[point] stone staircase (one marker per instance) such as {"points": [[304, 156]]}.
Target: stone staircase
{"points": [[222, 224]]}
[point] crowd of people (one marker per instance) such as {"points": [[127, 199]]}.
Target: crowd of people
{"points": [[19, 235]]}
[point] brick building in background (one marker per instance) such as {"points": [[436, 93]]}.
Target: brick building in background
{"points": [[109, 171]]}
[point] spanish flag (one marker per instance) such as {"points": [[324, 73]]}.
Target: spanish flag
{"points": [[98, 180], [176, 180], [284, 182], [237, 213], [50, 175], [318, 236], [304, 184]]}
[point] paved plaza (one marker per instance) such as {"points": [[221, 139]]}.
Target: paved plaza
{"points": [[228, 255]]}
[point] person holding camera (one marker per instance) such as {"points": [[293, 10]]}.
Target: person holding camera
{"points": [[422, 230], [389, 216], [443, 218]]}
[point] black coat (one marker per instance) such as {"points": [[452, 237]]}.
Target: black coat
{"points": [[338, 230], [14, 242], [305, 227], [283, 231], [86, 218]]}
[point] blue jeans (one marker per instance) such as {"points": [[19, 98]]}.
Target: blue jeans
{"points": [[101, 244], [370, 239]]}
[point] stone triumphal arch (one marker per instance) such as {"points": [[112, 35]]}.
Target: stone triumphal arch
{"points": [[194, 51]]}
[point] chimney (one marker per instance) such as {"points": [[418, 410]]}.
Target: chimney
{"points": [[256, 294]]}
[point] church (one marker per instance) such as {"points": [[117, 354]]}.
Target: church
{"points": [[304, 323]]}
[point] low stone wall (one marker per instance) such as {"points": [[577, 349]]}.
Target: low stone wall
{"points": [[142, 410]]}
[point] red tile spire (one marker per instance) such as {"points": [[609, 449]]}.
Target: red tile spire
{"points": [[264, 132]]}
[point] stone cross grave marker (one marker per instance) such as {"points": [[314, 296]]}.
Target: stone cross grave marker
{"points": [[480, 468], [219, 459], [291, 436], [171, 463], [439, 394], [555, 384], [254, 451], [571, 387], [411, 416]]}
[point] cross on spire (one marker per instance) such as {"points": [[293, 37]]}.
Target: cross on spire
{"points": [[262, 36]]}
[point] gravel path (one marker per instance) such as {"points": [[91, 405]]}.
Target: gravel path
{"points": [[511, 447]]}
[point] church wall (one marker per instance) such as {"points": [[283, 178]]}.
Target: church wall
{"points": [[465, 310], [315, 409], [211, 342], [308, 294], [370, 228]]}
..........
# PROBLEM STATEMENT
Arrange everything from the line containing "[point] gravel path" down to the end of the records as a two-column CSV headed text,answer. Give one row per record, with its wording in the first column and its answer in the second, and put each field in double quotes with line breaks replaced by spaces.

# RESULT OF THE TASK
text,answer
"[point] gravel path (one marker per instance) such as {""points"": [[91, 405]]}. Target: gravel path","{""points"": [[511, 447]]}"
"[point] church wall (one marker per instance) such as {""points"": [[283, 178]]}. Target: church wall","{""points"": [[465, 310], [315, 409], [211, 342], [308, 294], [370, 228]]}"